++++ EXCERPT PROVIDED ++++

You're a teaching assistant correcting student exams. Keeping track of results manually is getting both tedious and mistake-prone. You decide to make things a little more interesting by putting together some functions to count and calculate results for the class.
While you can give "partial credit" on exam questions, overall exam scores have to be ints.
So before you can do anything else with the class scores, you need to go through the grades and turn any double scores into ints.
Create the function round_down_scores() that takes a vector of student_scores.
The schools' requested rounding is a truncation.
Lucky for you, C++ can cast one type into another with static_cast.
The static_cast conversion from double to int cuts off any digit after the decimal.
This function should take the input vector and return a new vector with all the scores converted to ints.
std::vector<double> student_scores {90.33, 40.5, 55.44, 70.05, 30.55, 25.45, 80.45, 95.3, 38.7, 40.3};
round_down_scores(student_scores)
// => {90, 40, 55, 70, 30, 25, 80, 95, 38, 40}There are other methods which achieve the same result, but a cast is a common sight.
int new_PI{static_cast<int>(3.14) + static_cast<int>(0.001592653589)};
// new_PI is 3.As you were grading the exam, you noticed some students weren't performing as well as you'd hoped. But you were distracted, and forgot to note exactly how many students.
Create the function count_failed_students() that takes a vector of student_scores.
This function should count up the number of students who don't have passing scores and return that count as an integer.
A student needs a score greater than 40 to achieve a passing grade on the exam.
count_failed_students({90,40,55,70,30,25,80,95,38,40});
// => 5The teacher you're assisting likes to assign letter grades as well as numeric scores. Since students rarely score 100 on an exam, the "letter grade" lower thresholds are calculated based on the highest score achieved, and increment evenly between the high score and the failing threshold of <= 40.
Create the function letter_grades() that takes the "highest" score on the exam as a parameter, and returns an array (not a vector) of lower score thresholds for each "American style" grade interval: ["D", "C", "B", "A"].
/*Where the highest score is 100, and failing is <= 40.
"F" <= 40
41 <= "D" <= 55
56 <= "C" <= 70
71 <= "B" <= 85
86 <= "A" <= 100
*/
letter_grades(100);
// => {41, 56, 71, 86}
/*Where the highest score is 88, and failing is <= 40.

++++ GIVEN INFORMATION ++++

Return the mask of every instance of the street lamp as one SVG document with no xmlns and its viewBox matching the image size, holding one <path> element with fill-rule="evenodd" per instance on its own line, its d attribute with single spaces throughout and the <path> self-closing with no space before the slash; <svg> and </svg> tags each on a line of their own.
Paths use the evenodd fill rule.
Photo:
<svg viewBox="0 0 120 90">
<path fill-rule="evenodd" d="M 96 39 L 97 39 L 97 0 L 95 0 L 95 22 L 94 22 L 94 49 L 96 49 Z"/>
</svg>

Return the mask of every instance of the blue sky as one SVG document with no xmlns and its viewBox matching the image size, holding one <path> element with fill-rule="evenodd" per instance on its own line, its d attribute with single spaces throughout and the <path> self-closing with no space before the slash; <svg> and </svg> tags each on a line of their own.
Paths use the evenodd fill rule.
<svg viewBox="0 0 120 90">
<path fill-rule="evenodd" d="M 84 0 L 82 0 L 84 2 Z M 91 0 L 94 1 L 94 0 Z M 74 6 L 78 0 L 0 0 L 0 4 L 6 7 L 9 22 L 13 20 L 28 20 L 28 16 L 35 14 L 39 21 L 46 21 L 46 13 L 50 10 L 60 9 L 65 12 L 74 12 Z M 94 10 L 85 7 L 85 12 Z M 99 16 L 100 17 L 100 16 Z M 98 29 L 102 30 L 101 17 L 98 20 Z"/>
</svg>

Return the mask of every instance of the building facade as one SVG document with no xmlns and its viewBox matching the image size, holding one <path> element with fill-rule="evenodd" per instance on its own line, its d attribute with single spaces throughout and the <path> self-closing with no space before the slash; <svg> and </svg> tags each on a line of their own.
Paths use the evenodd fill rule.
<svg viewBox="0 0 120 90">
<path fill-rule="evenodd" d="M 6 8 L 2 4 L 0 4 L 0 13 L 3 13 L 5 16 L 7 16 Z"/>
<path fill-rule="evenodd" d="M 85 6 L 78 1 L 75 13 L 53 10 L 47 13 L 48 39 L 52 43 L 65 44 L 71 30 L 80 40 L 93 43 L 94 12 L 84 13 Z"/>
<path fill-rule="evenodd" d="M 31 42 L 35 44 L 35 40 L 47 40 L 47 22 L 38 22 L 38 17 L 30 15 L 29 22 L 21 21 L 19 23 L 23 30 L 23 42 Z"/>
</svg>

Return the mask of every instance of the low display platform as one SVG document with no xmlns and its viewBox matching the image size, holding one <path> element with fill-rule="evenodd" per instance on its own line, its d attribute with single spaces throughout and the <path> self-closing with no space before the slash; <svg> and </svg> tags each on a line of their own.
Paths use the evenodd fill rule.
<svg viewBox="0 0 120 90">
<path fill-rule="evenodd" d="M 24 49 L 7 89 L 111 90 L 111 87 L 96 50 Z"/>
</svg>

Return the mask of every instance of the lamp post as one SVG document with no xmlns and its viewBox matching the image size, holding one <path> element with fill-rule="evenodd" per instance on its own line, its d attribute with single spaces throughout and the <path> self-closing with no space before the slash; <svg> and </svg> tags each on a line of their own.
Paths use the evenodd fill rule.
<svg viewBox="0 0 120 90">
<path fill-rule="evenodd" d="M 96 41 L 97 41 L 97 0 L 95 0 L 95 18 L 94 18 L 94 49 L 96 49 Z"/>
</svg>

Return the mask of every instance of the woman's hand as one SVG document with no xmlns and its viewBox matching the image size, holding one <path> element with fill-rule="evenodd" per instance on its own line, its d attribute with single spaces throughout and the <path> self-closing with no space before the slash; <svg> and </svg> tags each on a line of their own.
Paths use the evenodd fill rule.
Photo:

++++

- [LIST OF TASKS]:
(1) From the exam grading exercise, write out the passage from "While you can" up to and including "scores into ints.".
(2) In the exam grading exercise, what score does a student need to pass the exam?
(3) Summarize the exam grading exercise in two sentences.

- [THE REPLIES]:
(1)
While you can give "partial credit" on exam questions, overall exam scores have to be ints.
So before you can do anything else with the class scores, you need to go through the grades and turn any double scores into ints.

(2) A score greater than 40.

(3) The exercise asks for C++ functions that help a teaching assistant handle class results: round_down_scores() truncates double scores to ints with static_cast, and count_failed_students() counts the students who lack a score greater than 40. A third function, letter_grades(), takes the highest exam score and returns an array of lower thresholds for the grades D, C, B and A, spaced evenly between the high score and the failing threshold of 40.